## WHAT THE TASK REQUIRES
Identify every line in the records below that contains the word "poppy", and copy each of those lines.

-- DATA ENTRIES start --

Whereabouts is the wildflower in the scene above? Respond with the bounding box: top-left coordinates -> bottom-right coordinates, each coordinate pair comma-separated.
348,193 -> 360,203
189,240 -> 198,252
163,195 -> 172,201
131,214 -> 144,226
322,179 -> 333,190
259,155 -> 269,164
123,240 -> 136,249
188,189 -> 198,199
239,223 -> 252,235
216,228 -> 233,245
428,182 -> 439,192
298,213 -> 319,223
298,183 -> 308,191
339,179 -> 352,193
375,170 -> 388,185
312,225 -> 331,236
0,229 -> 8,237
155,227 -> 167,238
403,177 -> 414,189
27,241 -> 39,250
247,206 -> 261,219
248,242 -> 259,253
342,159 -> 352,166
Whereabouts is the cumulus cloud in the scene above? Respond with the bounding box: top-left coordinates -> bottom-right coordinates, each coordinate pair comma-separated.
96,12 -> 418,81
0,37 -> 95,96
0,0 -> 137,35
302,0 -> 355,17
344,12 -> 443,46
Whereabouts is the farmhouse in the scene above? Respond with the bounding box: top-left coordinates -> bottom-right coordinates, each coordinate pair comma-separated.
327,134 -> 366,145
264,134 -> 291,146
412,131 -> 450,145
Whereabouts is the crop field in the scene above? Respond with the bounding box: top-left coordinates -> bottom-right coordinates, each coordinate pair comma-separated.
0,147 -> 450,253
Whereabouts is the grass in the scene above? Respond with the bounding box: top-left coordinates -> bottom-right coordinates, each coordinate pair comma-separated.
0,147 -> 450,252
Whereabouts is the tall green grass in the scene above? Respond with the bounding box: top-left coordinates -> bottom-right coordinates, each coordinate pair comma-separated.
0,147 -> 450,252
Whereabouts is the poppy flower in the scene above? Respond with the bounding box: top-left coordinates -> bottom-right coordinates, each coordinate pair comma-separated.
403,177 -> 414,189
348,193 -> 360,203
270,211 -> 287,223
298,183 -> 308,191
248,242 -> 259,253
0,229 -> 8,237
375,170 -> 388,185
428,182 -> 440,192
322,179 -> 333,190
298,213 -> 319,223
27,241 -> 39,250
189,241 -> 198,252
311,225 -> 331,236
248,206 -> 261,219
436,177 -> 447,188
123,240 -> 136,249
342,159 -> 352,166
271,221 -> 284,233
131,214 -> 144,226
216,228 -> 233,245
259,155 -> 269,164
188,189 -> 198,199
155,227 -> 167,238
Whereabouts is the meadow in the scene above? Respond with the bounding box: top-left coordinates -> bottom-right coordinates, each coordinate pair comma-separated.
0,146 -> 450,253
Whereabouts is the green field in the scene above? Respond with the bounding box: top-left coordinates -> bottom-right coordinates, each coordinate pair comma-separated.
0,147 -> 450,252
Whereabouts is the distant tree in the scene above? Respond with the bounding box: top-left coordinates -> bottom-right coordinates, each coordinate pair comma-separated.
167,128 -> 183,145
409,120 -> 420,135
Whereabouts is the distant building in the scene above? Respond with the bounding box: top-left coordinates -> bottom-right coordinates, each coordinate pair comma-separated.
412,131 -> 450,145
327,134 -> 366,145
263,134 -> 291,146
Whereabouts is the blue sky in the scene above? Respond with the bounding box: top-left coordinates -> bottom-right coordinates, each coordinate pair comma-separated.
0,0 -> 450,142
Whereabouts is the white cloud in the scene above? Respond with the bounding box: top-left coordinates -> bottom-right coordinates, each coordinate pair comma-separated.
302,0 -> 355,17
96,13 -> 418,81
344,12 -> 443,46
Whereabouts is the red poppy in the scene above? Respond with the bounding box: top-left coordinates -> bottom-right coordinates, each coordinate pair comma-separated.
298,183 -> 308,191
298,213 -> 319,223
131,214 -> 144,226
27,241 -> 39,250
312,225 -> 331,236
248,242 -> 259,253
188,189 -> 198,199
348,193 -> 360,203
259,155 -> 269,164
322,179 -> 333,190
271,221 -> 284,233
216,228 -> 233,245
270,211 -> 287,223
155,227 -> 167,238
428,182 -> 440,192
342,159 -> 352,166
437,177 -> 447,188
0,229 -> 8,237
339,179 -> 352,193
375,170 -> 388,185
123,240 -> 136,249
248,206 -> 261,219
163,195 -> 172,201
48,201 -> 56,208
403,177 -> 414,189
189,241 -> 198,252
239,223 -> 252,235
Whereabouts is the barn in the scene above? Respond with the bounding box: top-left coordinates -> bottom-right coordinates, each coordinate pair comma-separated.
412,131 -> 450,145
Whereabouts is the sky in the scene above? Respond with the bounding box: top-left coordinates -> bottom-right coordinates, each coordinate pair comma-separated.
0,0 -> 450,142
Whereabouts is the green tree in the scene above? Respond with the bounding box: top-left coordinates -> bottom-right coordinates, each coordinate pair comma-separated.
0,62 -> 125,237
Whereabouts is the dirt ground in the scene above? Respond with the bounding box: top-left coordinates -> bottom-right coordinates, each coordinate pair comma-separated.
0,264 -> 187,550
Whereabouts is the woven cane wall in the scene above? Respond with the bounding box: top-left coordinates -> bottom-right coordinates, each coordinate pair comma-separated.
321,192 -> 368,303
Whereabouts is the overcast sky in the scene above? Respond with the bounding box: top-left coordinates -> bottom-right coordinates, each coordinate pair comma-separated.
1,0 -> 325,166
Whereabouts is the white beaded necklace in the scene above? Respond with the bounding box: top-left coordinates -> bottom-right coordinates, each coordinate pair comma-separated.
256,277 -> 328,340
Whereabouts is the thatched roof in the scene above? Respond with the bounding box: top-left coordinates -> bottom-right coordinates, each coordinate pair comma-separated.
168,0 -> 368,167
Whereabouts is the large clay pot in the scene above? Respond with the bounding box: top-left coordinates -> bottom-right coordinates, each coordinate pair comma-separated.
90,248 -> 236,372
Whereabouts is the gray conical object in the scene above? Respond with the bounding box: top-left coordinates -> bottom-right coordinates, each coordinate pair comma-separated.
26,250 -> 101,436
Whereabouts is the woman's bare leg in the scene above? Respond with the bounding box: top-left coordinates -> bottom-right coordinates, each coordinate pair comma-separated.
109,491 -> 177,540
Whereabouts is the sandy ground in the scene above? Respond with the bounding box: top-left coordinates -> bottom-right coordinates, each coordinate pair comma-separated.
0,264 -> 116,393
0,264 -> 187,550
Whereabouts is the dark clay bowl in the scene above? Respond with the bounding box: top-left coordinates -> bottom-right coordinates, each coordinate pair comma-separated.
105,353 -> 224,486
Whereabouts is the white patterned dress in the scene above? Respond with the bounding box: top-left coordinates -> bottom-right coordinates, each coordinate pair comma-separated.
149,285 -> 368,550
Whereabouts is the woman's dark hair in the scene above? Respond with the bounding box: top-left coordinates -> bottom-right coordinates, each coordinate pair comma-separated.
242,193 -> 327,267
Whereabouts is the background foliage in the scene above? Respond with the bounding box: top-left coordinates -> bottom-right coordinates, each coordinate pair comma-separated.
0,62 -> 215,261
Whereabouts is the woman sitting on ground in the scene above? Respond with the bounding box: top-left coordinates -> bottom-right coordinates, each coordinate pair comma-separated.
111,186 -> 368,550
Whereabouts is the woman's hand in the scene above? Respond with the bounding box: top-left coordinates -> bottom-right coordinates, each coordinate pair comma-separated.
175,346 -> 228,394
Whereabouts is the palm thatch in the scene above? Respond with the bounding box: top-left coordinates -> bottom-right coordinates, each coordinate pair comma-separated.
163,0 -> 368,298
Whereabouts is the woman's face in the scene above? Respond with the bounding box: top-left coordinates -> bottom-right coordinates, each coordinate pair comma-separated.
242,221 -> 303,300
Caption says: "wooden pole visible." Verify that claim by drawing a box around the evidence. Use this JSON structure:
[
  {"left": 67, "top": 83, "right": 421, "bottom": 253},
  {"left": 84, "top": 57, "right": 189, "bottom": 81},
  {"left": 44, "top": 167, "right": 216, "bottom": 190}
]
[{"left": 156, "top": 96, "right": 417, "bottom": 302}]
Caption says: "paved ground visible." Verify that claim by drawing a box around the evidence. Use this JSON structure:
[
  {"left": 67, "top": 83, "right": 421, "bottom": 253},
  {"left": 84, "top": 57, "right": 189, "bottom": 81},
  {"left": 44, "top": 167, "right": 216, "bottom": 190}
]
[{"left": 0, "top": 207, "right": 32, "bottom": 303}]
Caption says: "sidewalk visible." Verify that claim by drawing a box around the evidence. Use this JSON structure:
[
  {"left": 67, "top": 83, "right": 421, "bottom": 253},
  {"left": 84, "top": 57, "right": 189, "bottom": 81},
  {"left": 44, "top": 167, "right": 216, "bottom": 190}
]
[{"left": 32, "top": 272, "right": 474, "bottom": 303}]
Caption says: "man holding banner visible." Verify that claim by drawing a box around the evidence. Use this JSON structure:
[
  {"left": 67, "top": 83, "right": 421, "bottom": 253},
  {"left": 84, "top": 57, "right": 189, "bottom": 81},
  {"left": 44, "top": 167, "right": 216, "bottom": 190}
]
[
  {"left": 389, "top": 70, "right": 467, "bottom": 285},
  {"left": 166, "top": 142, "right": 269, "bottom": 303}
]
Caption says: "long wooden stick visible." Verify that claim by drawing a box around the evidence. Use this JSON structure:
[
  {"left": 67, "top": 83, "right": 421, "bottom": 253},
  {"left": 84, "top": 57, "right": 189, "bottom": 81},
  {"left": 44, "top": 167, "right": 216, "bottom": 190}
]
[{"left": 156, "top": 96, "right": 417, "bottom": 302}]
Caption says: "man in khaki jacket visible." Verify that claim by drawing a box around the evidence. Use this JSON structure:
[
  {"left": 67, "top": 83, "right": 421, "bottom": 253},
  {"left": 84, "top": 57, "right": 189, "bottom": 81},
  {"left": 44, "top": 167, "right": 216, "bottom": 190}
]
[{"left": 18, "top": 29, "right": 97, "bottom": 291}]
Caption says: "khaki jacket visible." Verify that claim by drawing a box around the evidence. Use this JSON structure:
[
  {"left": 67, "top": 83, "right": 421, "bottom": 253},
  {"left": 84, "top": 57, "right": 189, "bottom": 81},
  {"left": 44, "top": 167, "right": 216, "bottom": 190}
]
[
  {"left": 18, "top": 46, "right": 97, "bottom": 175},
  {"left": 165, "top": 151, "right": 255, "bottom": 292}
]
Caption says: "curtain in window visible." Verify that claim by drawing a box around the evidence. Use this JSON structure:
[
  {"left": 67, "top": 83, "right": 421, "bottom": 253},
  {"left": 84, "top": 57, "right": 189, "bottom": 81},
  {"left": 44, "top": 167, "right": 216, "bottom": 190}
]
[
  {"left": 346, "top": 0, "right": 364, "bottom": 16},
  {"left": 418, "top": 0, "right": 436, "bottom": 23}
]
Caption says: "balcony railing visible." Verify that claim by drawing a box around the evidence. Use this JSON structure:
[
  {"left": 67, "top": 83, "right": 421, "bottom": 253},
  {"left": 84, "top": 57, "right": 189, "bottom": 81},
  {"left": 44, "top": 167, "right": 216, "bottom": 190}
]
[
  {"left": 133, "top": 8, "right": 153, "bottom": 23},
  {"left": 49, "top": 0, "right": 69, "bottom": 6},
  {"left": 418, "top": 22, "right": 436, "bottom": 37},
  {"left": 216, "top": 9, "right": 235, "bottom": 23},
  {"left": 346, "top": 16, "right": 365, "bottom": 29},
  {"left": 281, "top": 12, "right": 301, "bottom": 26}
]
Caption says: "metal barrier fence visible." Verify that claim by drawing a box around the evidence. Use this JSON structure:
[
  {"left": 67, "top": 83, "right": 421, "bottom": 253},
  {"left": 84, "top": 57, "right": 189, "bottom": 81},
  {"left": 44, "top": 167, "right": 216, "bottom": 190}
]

-- DATA ENTRIES end --

## SOLUTION TO THIS TASK
Whereabouts is the poppy flower in the scene above? Respond with the bounding box: top-left coordinates -> bottom-right coordinates, each coordinate pair comma-separated.
Whereabouts is the red poppy in the scene above? Respond with the bounding box: top-left coordinates -> bottom-right coordinates, each coordinate pair comma-separated.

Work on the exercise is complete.